== Problem to work on ==
In the data that follows, count the lines where "each" appears, and write only the number.

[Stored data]

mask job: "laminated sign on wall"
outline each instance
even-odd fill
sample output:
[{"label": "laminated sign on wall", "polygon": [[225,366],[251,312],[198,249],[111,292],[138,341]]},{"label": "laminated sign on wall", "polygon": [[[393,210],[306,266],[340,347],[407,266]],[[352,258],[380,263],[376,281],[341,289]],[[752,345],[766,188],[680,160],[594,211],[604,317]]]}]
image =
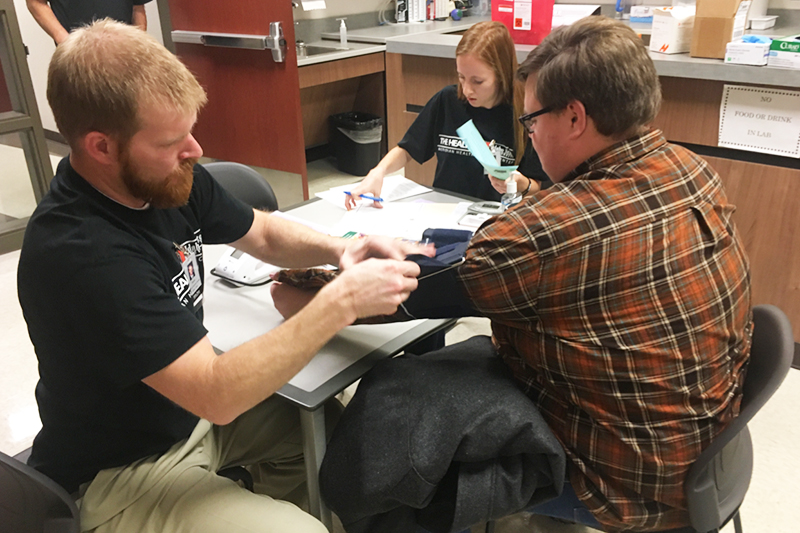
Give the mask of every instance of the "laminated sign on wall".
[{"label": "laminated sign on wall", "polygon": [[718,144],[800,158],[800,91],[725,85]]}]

...

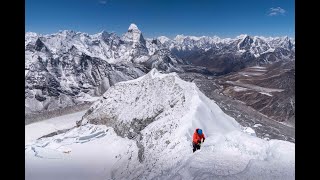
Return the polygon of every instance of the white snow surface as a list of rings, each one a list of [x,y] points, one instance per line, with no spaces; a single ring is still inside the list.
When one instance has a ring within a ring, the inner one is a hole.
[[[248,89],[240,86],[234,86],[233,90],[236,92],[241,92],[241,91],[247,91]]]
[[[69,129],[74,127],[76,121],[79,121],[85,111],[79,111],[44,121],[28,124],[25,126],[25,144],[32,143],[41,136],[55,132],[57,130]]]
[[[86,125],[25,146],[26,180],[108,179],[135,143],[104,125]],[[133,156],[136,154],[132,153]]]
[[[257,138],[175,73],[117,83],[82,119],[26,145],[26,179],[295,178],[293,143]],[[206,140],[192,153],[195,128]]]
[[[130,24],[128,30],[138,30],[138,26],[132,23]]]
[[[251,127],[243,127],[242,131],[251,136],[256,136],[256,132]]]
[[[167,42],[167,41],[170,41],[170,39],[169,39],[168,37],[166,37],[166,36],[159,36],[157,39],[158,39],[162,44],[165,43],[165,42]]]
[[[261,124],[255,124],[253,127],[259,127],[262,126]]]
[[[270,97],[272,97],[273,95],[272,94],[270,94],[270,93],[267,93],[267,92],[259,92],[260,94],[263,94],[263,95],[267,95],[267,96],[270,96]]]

== Result of this task ==
2